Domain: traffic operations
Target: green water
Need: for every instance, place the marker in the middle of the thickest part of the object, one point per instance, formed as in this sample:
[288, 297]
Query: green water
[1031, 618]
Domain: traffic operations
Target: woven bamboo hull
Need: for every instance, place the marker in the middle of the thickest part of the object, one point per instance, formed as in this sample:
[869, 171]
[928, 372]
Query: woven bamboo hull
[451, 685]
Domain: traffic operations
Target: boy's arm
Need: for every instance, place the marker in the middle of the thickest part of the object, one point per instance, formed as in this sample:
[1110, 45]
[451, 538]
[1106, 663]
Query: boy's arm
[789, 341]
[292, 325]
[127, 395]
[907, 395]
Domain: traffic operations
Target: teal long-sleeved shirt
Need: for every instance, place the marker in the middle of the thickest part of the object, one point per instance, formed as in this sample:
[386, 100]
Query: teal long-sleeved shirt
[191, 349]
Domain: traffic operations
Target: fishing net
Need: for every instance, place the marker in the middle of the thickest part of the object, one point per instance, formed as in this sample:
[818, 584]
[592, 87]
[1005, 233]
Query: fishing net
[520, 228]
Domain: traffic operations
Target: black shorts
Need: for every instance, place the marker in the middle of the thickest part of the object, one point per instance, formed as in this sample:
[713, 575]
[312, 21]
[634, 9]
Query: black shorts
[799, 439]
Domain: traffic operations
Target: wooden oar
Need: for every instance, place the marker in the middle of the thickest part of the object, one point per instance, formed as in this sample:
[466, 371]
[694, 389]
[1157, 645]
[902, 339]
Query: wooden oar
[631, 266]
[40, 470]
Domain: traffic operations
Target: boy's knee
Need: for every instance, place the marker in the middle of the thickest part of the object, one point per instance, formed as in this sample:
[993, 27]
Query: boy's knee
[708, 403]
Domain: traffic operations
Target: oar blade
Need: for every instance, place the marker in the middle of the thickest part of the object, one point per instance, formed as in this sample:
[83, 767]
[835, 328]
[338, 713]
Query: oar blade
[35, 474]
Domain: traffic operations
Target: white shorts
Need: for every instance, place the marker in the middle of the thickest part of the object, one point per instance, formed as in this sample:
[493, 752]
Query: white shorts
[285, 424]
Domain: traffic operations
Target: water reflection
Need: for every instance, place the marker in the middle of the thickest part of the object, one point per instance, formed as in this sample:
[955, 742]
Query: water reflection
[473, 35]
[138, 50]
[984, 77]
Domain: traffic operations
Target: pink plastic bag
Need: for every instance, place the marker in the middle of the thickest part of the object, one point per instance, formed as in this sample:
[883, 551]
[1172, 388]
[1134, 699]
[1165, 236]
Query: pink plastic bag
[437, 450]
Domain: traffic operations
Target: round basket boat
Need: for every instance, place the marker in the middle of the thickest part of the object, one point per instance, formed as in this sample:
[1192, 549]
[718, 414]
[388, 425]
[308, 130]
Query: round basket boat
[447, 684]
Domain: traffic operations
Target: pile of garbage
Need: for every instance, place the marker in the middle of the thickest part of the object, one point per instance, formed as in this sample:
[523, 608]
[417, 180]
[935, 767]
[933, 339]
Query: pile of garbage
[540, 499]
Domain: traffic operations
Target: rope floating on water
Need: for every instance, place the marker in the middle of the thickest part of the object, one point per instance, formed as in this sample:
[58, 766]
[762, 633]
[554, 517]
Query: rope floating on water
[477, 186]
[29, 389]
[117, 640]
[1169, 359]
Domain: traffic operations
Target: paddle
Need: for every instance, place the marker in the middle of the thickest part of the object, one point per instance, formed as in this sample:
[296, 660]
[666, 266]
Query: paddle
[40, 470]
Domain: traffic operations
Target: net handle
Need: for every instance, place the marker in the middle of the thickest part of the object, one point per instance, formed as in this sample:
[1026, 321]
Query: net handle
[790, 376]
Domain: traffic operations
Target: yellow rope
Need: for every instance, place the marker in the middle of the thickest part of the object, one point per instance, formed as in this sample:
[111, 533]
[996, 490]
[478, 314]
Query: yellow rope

:::

--- WRITTEN TASK ---
Copy out the whole listing, exactly as written.

--- EXERCISE SOLUTION ---
Domain: traffic operations
Target: green water
Need: for every instance, place the marker in the middle of the thickest part of the object, one point per instance, formed as in this sample:
[288, 297]
Query: green water
[1031, 618]
Domain: traffic operations
Target: woven bamboo hull
Need: for every instance, place the marker in the middle of the thickest part of the object, one point per instance, formed as in this sample:
[869, 171]
[928, 372]
Query: woven bamboo hull
[451, 685]
Domain: traffic operations
Target: boy's arm
Need: for every instance, place the marker in the middle of the thickest part of the object, one point per instance, formed as in this sample:
[1110, 45]
[451, 538]
[1106, 663]
Query: boy's arm
[789, 341]
[292, 325]
[127, 395]
[907, 395]
Domain: traffic operations
Target: teal long-sleeved shirt
Need: for every instance, place the marker in the middle of the thickest part of the object, one point per instance, formed as in this sample:
[386, 100]
Query: teal long-sleeved shirt
[191, 349]
Domain: traffic operations
Target: fishing net
Need: for every instance, place the marker in the middle of the thickest part of the object, one point per instance, formed as in this sample:
[818, 584]
[592, 87]
[1005, 233]
Query: fishing net
[520, 228]
Domain: traffic operations
Target: black shorts
Need: for every instance, place the marker in the middle of the thickest part of the object, one point per instance, formed as in this sample:
[713, 575]
[312, 21]
[634, 9]
Query: black shorts
[799, 439]
Domain: traffic operations
Target: wooden oar
Need: for every instance, place the marker in the middle of the thickest part of the object, one point per instance, formed as in this sample:
[466, 371]
[694, 389]
[1157, 645]
[902, 339]
Query: wooden oar
[631, 266]
[40, 470]
Domain: traffic operations
Target: boy's knee
Need: for every instance, place the marker in the middle of the thickest part of the object, one point per instance, formed as in this sample:
[993, 27]
Query: boy's knee
[708, 403]
Domain: traffic operations
Target: oar blade
Need: for every instance, place the marker in the middle of the thickest part of the object, one point per instance, formed as in this sample:
[83, 767]
[835, 328]
[338, 713]
Query: oar blade
[35, 474]
Domain: traffic operations
Target: white shorts
Need: for every instance, place the marker in the middle of the thickest part of the object, one point per instance, formed as in this sample:
[493, 752]
Query: white shorts
[285, 424]
Domain: traffic operations
Target: water reflection
Need: for every instance, place the marker in the middle of the thickest part of the object, one point per instance, formed as in this sample:
[955, 742]
Query: water reflection
[473, 35]
[138, 50]
[984, 77]
Domain: traffic operations
Target: pink plastic bag
Need: for every instance, place the marker in the middle of the thickest part of the object, one point per instance, formed as in this sample:
[883, 551]
[1172, 388]
[1134, 699]
[1165, 236]
Query: pink plastic bag
[437, 450]
Domain: traffic operations
Target: round basket boat
Need: for every instance, place the marker in the middle of the thickest part of the object, one point per instance, formed as in this sample:
[1192, 549]
[718, 414]
[388, 425]
[308, 130]
Query: round basket boat
[447, 684]
Domain: traffic operations
Target: pile of garbage
Need: for every instance, place the marker in the middle of the thickest part of the object, one point per instance, formed as in this sample:
[523, 608]
[417, 180]
[935, 767]
[933, 339]
Query: pile of garbage
[540, 499]
Domain: traffic operations
Target: rope floating on water
Need: for every instance, place the marker in the middle of the thickest part of the object, one point per instance, formed as in this sample:
[58, 766]
[762, 633]
[554, 517]
Query: rope floating on water
[477, 186]
[29, 389]
[117, 640]
[1169, 359]
Domain: traffic operations
Target: paddle
Need: for every instance, place the marker in the middle of the thickest part of the object, one point per instance, formed as in this sample:
[296, 660]
[666, 266]
Query: paddle
[40, 470]
Domain: traffic operations
Target: net handle
Need: for every instance, place the marker in the middle of the thickest part of the object, one point per instance, formed as in this sample:
[1026, 321]
Query: net handle
[790, 376]
Domain: traffic operations
Target: yellow rope
Need: for every instance, place the marker in the middle of the thickest part of the object, one point per instance, formed as in this sample:
[111, 533]
[996, 490]
[478, 314]
Query: yellow rope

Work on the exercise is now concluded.